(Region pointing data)
-=-=-=-=-

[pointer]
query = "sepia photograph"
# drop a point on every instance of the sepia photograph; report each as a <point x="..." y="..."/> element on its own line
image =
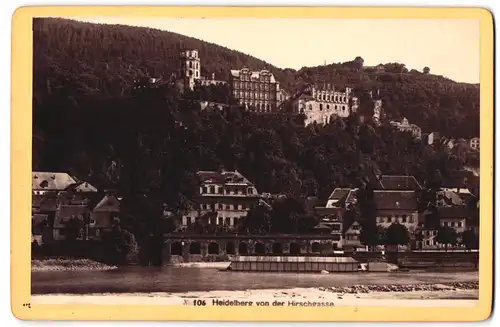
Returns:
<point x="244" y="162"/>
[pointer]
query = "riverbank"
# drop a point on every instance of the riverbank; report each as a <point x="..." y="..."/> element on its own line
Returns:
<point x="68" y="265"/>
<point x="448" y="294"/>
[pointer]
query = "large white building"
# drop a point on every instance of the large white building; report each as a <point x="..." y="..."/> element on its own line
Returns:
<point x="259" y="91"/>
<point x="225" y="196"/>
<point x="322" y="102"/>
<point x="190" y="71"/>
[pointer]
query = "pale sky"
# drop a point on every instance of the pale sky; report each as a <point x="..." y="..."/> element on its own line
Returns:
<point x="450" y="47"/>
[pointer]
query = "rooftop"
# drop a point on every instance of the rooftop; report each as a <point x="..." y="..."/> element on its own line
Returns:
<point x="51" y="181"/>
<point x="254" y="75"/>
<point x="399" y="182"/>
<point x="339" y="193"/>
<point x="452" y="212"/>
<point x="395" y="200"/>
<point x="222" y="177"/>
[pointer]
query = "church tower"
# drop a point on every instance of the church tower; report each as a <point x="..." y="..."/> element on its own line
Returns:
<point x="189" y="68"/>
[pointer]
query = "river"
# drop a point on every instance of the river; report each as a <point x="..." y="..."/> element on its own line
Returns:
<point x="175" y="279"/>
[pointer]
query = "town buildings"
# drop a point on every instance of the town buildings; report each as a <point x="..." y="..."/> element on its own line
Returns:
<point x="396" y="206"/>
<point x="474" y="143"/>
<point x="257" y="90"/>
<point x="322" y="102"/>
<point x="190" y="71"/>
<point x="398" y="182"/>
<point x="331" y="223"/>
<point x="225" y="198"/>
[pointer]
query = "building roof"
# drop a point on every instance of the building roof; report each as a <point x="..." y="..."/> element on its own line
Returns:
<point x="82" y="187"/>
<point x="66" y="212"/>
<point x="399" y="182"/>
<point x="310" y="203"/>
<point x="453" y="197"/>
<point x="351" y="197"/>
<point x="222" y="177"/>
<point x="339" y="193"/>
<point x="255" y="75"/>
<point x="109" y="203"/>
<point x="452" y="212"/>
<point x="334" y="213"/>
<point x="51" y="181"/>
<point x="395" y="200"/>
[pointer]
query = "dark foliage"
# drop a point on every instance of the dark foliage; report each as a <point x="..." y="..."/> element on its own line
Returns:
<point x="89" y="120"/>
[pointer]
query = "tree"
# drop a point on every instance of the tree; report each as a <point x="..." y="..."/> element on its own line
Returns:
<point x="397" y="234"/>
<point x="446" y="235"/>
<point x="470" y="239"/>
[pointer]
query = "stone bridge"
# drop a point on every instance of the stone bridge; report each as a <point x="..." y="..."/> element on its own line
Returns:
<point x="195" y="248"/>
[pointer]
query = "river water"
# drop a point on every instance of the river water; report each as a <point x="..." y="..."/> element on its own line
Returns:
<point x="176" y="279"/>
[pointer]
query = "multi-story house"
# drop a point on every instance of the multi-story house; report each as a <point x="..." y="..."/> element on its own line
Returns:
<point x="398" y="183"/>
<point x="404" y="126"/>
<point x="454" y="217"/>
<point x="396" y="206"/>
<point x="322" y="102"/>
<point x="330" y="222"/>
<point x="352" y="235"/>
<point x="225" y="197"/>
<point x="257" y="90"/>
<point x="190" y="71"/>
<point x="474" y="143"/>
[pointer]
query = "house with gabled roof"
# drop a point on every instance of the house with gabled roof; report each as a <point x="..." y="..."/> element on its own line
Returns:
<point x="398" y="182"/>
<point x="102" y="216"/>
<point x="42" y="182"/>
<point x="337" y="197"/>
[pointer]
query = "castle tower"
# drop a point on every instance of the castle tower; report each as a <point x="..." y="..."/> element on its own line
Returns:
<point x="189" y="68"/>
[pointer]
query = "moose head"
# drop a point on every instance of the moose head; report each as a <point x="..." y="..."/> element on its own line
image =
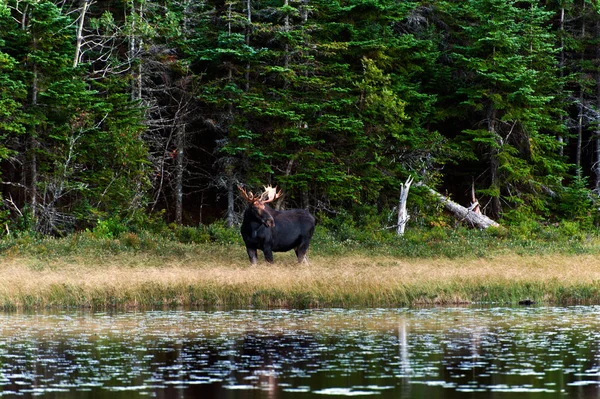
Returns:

-=-=-=-=-

### EXERCISE AIM
In your answer, repeat all the entries exactly, but leave out the pictures.

### ANSWER BOX
[pointer]
query = "sepia photograph"
# drop a point on every instance of the sepia photograph; report each as a <point x="..." y="..."/> element on its own line
image =
Returns:
<point x="244" y="162"/>
[pointer]
query = "riverbank"
# drop a point on every instance of the riverbank; report each as a <point x="..." y="..."/> element on its own line
Returns:
<point x="68" y="265"/>
<point x="448" y="294"/>
[pointer]
query = "large white building"
# drop a point on every instance of the large white building; report each as a <point x="..." y="..."/> element on its own line
Returns:
<point x="259" y="91"/>
<point x="225" y="196"/>
<point x="322" y="102"/>
<point x="190" y="71"/>
[pointer]
query = "pale sky"
# drop a point on every instance of the pale sky; report each as a <point x="..." y="..."/> element on its own line
Returns:
<point x="450" y="47"/>
[pointer]
query = "rooftop"
# drop a point on every instance of the rooftop; report each as a <point x="..." y="..."/> element on its own line
Returns:
<point x="51" y="181"/>
<point x="254" y="75"/>
<point x="399" y="182"/>
<point x="339" y="193"/>
<point x="452" y="212"/>
<point x="395" y="200"/>
<point x="222" y="177"/>
[pointer]
query = "church tower"
# drop a point on every instance of the church tower; report each as a <point x="..." y="..."/> element on its own line
Returns:
<point x="189" y="68"/>
[pointer]
query = "river"
# drop a point on every instance of the river; report each as a <point x="..." y="..."/> element on its own line
Returns:
<point x="175" y="279"/>
[pointer]
query = "town buildings"
# drop a point on every instance of the town buildings; report each as a <point x="..." y="..."/> element on its own line
Returns:
<point x="396" y="206"/>
<point x="474" y="143"/>
<point x="257" y="90"/>
<point x="322" y="102"/>
<point x="190" y="71"/>
<point x="398" y="182"/>
<point x="331" y="223"/>
<point x="225" y="198"/>
[pointer]
query = "building roof"
# drop a point on every instance of the building roof; report each as a <point x="..." y="..."/> element on its own line
Returns:
<point x="82" y="187"/>
<point x="66" y="212"/>
<point x="399" y="182"/>
<point x="310" y="203"/>
<point x="453" y="197"/>
<point x="351" y="197"/>
<point x="222" y="177"/>
<point x="339" y="193"/>
<point x="255" y="75"/>
<point x="109" y="203"/>
<point x="452" y="212"/>
<point x="334" y="213"/>
<point x="51" y="181"/>
<point x="395" y="200"/>
[pointer]
query = "dark foliage"
# drop a point on every instance of the dark foliage; report each as a <point x="..." y="..."/> element on its own line
Returns:
<point x="89" y="120"/>
[pointer]
query = "tree"
# drop a point on every instance of the tree; report each as a <point x="..." y="..."/> element on its own line
Returns:
<point x="397" y="234"/>
<point x="446" y="235"/>
<point x="470" y="239"/>
[pointer]
query = "stone bridge"
# drop a point on every instance of the stone bridge; report each as a <point x="..." y="..."/> element on its own line
Returns:
<point x="195" y="248"/>
[pointer]
query = "river water"
# drop a point on every instance of the river water; report each as a <point x="..." y="..."/> element on its own line
Returns:
<point x="176" y="279"/>
[pointer]
query = "multi-story house"
# drop a point on every instance of the multi-story house; report each as a <point x="..." y="..."/> element on its own line
Returns:
<point x="398" y="183"/>
<point x="404" y="126"/>
<point x="454" y="217"/>
<point x="396" y="206"/>
<point x="322" y="102"/>
<point x="330" y="222"/>
<point x="352" y="235"/>
<point x="225" y="197"/>
<point x="257" y="90"/>
<point x="190" y="71"/>
<point x="474" y="143"/>
[pointer]
query = "house with gabled roof"
# drop a point on every instance of the house with gabled roof; report each as a <point x="..." y="..."/> element on its own line
Returns:
<point x="398" y="182"/>
<point x="102" y="216"/>
<point x="42" y="182"/>
<point x="337" y="197"/>
[pointer]
query = "castle tower"
# drop a point on every instance of the castle tower; report each as a <point x="..." y="..."/> element on its own line
Returns:
<point x="189" y="68"/>
[pointer]
query = "moose head"
# drop a point on every instance of the moose head; report each as a <point x="..." y="..."/> element on its own line
image =
Returns:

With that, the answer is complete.